EXERCISE: Keep the wording of each record exactly the same when you repeat it, and leave out pictures.

DATA PROVIDED:

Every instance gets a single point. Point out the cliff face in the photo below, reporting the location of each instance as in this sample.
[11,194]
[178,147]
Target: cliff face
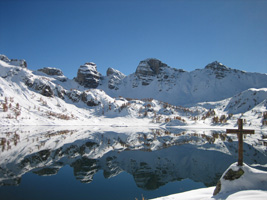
[88,76]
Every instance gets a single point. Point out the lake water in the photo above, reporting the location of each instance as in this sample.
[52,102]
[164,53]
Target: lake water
[119,163]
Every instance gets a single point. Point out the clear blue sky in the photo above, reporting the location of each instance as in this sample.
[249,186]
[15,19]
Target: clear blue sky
[185,34]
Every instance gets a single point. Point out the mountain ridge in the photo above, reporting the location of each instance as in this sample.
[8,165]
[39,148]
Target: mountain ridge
[155,92]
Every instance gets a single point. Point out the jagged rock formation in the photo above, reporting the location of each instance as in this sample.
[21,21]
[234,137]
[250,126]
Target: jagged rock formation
[88,76]
[115,78]
[16,62]
[149,68]
[51,71]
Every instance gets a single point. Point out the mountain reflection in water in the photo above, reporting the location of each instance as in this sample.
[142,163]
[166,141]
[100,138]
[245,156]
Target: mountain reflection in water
[152,157]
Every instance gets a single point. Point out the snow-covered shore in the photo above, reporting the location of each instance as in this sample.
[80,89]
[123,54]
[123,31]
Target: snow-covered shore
[252,184]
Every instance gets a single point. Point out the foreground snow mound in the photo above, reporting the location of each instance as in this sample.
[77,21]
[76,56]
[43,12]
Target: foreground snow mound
[237,178]
[237,182]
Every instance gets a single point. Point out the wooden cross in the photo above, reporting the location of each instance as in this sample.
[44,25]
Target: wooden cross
[240,131]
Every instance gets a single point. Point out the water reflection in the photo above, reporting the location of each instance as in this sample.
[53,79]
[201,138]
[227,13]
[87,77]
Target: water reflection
[153,157]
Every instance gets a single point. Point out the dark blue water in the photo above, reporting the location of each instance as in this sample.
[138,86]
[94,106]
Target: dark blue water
[65,186]
[114,166]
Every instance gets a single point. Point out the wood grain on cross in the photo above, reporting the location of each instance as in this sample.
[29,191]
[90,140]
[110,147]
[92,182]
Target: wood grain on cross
[240,131]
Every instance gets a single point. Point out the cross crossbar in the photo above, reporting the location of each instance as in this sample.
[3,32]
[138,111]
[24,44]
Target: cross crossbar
[240,131]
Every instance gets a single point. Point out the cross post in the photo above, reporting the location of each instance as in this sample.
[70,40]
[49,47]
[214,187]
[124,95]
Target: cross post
[240,131]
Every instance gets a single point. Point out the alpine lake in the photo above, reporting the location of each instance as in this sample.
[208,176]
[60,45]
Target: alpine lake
[117,163]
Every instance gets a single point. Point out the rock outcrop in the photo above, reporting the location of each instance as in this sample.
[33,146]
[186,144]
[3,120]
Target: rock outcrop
[51,71]
[88,76]
[149,68]
[115,78]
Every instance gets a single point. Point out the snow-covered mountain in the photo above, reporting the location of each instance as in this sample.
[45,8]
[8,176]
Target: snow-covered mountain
[154,94]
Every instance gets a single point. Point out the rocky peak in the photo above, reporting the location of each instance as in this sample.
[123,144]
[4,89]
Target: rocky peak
[88,76]
[51,71]
[218,69]
[16,62]
[217,66]
[150,67]
[115,78]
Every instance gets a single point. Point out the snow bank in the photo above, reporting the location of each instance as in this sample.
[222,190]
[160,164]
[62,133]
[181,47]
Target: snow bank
[252,184]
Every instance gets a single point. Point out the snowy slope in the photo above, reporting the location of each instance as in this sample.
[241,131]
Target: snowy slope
[47,97]
[251,185]
[178,87]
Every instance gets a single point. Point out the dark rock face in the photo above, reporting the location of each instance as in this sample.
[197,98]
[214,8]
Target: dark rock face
[115,78]
[16,62]
[88,76]
[51,71]
[150,67]
[219,69]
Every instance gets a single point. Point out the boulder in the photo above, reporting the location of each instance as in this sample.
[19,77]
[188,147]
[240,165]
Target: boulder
[88,76]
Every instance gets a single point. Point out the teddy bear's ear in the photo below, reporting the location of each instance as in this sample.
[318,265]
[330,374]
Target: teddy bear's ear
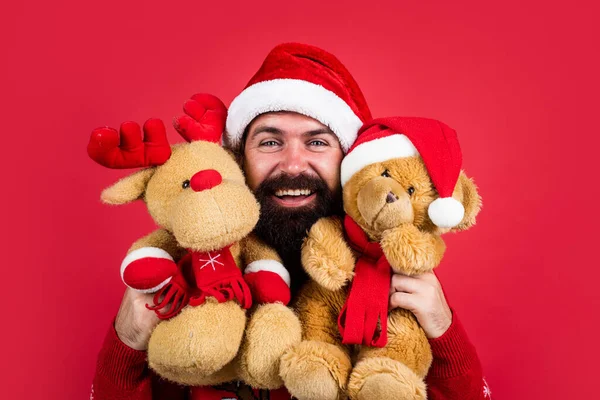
[128,189]
[466,192]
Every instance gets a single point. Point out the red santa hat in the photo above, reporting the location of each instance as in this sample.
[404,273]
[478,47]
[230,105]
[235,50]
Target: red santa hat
[303,79]
[396,137]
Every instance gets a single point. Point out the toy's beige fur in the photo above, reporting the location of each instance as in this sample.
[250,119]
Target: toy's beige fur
[320,367]
[199,346]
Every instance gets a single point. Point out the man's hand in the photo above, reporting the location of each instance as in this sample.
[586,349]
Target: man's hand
[424,297]
[135,322]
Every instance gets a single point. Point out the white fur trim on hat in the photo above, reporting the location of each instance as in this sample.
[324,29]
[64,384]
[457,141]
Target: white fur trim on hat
[270,266]
[295,95]
[374,151]
[144,252]
[446,212]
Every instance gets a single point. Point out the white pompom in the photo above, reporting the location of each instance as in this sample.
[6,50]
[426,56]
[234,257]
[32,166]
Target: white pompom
[446,212]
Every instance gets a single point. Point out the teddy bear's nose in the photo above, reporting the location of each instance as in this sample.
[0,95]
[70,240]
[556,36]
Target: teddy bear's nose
[391,197]
[206,179]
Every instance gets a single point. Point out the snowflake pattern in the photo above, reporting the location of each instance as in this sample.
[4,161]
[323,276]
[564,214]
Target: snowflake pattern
[487,393]
[211,261]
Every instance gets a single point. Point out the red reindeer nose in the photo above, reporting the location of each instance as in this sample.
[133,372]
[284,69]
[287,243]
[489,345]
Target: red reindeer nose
[204,180]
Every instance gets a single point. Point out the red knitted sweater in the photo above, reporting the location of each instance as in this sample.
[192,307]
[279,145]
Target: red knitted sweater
[122,373]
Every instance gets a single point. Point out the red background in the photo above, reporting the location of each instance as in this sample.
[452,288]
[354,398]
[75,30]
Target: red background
[518,81]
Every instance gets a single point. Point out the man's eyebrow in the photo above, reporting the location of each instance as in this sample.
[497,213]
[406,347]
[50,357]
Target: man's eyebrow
[319,131]
[265,128]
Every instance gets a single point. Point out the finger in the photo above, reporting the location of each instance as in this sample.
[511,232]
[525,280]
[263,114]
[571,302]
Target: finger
[131,135]
[404,300]
[428,277]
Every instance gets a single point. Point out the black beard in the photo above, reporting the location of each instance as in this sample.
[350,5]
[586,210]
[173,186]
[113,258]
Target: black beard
[285,228]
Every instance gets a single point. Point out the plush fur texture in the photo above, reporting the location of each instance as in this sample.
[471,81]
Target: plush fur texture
[389,201]
[199,345]
[325,256]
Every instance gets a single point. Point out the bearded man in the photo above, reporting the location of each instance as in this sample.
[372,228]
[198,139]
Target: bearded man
[290,128]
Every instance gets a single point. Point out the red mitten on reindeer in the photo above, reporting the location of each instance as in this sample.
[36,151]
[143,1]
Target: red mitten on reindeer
[269,282]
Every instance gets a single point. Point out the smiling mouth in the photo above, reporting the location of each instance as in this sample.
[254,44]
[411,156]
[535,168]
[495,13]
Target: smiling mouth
[294,197]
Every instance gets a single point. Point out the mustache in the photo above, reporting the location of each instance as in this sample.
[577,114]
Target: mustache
[284,181]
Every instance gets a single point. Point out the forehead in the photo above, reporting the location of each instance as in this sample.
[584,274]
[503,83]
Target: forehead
[285,122]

EXPECTED ANSWER:
Every instance gets a single point. Point out the cliff face in the photo below, reporting the location of each instance as in this sample.
[11,194]
[178,147]
Target: cliff face
[88,76]
Every instance gets a single point. Point out the lake water in the photo above, reporting the location of each instance as in this sample.
[52,102]
[164,53]
Target: lake water
[119,163]
Every instance gets a single point. Point out the clear blue sky in the photo above, reporting the location of each instance as in this sample.
[249,186]
[15,19]
Target: clear blue sky
[185,34]
Every instance gets a single point. Point out the mountain ridge in the photo above, reporting the location of each instance as in this sample.
[8,165]
[39,148]
Target: mountain ridge
[155,92]
Every instance gets a single point. Point out the jagged rock formation in the photo above, reporting the location of each instance as in this sample.
[21,21]
[234,137]
[250,126]
Target: jagged rock formation
[88,76]
[115,78]
[16,62]
[149,68]
[51,71]
Every instance gets a single point. Point out the mountain reflection in water in the photo above, reporting the location of each instance as in this sample.
[142,163]
[166,141]
[100,138]
[245,156]
Target: mountain reflection in water
[152,157]
Every instance gets a single point. Point out the snow-covered shore in the photo above, reporting the location of each instance as in this sample.
[80,89]
[123,54]
[123,31]
Target: snow-covered shore
[252,184]
Every instance gets a single point. Point out the foreground snow mound in the photo above, reporting the location of each instance as in this sample.
[77,21]
[76,56]
[43,12]
Target: foreground snow mound
[237,178]
[237,182]
Every instance gets a single point. Point out the wooden cross in the photo above, reporting the location of each instance as in this sample.
[44,25]
Target: wooden cross
[240,131]
Every instance gets a single point. Point out the water reflection in the photo above, reporting the location of each instance as in this sample.
[53,79]
[201,138]
[227,13]
[87,77]
Target: water reflection
[153,157]
Every instance gets a single point. Point out the dark blue water in the photo above, reporting the location of each instance as in this sample.
[138,86]
[94,106]
Target: dark blue water
[65,186]
[114,166]
Every instance gets a single point. Point out the wood grain on cross in the photo above, reporting the location of each instance as in this sample.
[29,191]
[90,140]
[110,147]
[92,182]
Target: wood grain on cross
[240,131]
Every instance gets a single point. Point out the cross crossbar in the photo above, reporting the location of each instance as in this sample.
[3,32]
[138,111]
[24,44]
Target: cross crossbar
[240,131]
Every instance gets a single point. Point out the cross post in the photo above, reporting the location of each instance as in this sample.
[70,40]
[49,47]
[214,187]
[124,95]
Target: cross post
[240,131]
Every instance gets a single point. Point out the alpine lake in the photo above, reporting the location of each instance as in this sample.
[208,176]
[60,45]
Target: alpine lake
[117,163]
Every instance gets a single point. Point out the rock outcrop in the photo above, reporting the location of each instance as in this sample.
[33,146]
[186,144]
[3,120]
Target: rock outcrop
[51,71]
[88,76]
[149,68]
[115,78]
Every instance gets a single point. Point out the snow-covered mountain in the photo above, reporting the location of each instance as in this sample.
[45,8]
[8,176]
Target: snow-covered mountain
[154,94]
Every instance gets a single point. Point out the rocky peak in the photo above, reporting the location of each instance as in this sample.
[123,144]
[4,89]
Target: rocky peak
[88,76]
[51,71]
[218,69]
[16,62]
[217,66]
[150,67]
[115,78]
Every instance gets a single point. Point out the snow bank in the photo above, reporting the location of each instance as in this sample.
[222,190]
[160,164]
[62,133]
[181,47]
Target: snow bank
[252,184]
Every instance gets a single point. Point out the snowy slope in the photo above, reporting the location of each instance as in this sample.
[241,131]
Target: snowy slope
[47,97]
[251,185]
[178,87]
Every instance gets a single point. Point out the dark rock face in the photo above, reporting the location of each instance as in this sample.
[197,98]
[214,8]
Target: dark rock face
[115,78]
[16,62]
[88,76]
[51,71]
[150,67]
[219,69]
Every instance gets a single point. Point out the boulder in the photo above, reporting the location of each instance as in this sample.
[19,77]
[188,147]
[240,165]
Target: boulder
[88,76]
Every instance gets a single point. Point out the teddy bear's ear in the photo below, reporting the location of each instance as in this sample.
[318,265]
[330,374]
Target: teddy bear's ear
[128,189]
[466,192]
Every instance gets a single point. Point out the red santa hat in the photo above, reporting the location of each instance as in this sample.
[404,273]
[478,47]
[230,105]
[235,50]
Target: red santa hat
[303,79]
[396,137]
Every instance gets a single point. Point out the toy's beige fur in the photo above, reporting the location of each instance as in this sample.
[250,119]
Target: toy's beige fur
[320,367]
[199,346]
Every instance gets a single point. Point out the man's hand in the photo above, reporting the location of each instance as in this sample.
[586,349]
Target: man's hand
[424,297]
[135,322]
Every instance gets a single point. Point out the white fur trim on hat in the photo above, reporting the location of each instance as in this sample.
[324,29]
[64,384]
[457,141]
Target: white fur trim on hat
[270,266]
[295,95]
[374,151]
[144,252]
[446,212]
Every instance gets a single point. Point out the white pompom in the photo above, reporting the location of each instance as in this sample.
[6,50]
[426,56]
[234,257]
[32,166]
Target: white pompom
[446,212]
Every instance gets a single point. Point out the teddy bear's nose in the photo above, reporting the location of each instance as in this sample.
[0,95]
[70,240]
[556,36]
Target: teddy bear's nose
[391,197]
[206,179]
Every instance gets a single point. Point out the snowflake pattern in the photo above, reporting the location of each instance as in this sample.
[4,161]
[323,276]
[564,214]
Target: snowflake pattern
[487,393]
[211,261]
Every instance gets a single point. Point out the red reindeer nose in the photo above, reporting the location of each instance as in this sample.
[133,372]
[284,69]
[287,243]
[489,345]
Target: red reindeer nose
[204,180]
Every instance gets a single point. Point out the red knitted sweater in the photo above, reporting the location of each instance as in this sample.
[192,307]
[279,145]
Target: red knitted sweater
[122,373]
Every instance gets a single point. Point out the red background in the photo above, reporting the location of each instance as in this sample.
[452,288]
[354,398]
[75,30]
Target: red background
[518,81]
Every instance gets a single point. Point out the man's eyebrow in the photo above, reporting the location of each instance as in this sample.
[497,213]
[406,347]
[50,357]
Target: man's eyebrow
[319,131]
[265,128]
Every instance gets a single point. Point out the finger in the photo above, reporting the location of each instance as in this sample.
[511,232]
[525,280]
[263,114]
[571,302]
Target: finger
[131,135]
[404,300]
[428,277]
Every instance gets a single point. Point out the black beard in the photo above, reporting the location of each instance as in this sample.
[350,5]
[586,210]
[173,186]
[113,258]
Target: black beard
[285,228]
Every instance gets a single point. Point out the plush fur texture in the photo above, reporting the location of each instance as in this sample.
[471,81]
Target: plush fur texture
[389,201]
[199,345]
[325,256]
Every instance gets a single point. Point out the bearded man in the photo above, reporting the location of each instance as in this sample.
[372,228]
[198,139]
Target: bearded man
[290,128]
Every instance gets a single point. Point out the red mitten on reindeer in the photo above, reporting the location of each instance as in this sample.
[36,151]
[143,1]
Target: red mitten on reindeer
[269,282]
Every instance gets a single point. Point out the smiling mouth in the photo above, reporting the location of each instance as in this sample.
[254,44]
[411,156]
[535,168]
[495,13]
Target: smiling mouth
[294,197]
Every instance gets a single point. Point out the mustache in the photo above, reporting the location of each instance as in this sample.
[577,114]
Target: mustache
[284,181]
Every instance gets a single point. Point out the forehead in the photo above, reporting the location of each instance as in this sample.
[584,274]
[503,83]
Target: forehead
[285,122]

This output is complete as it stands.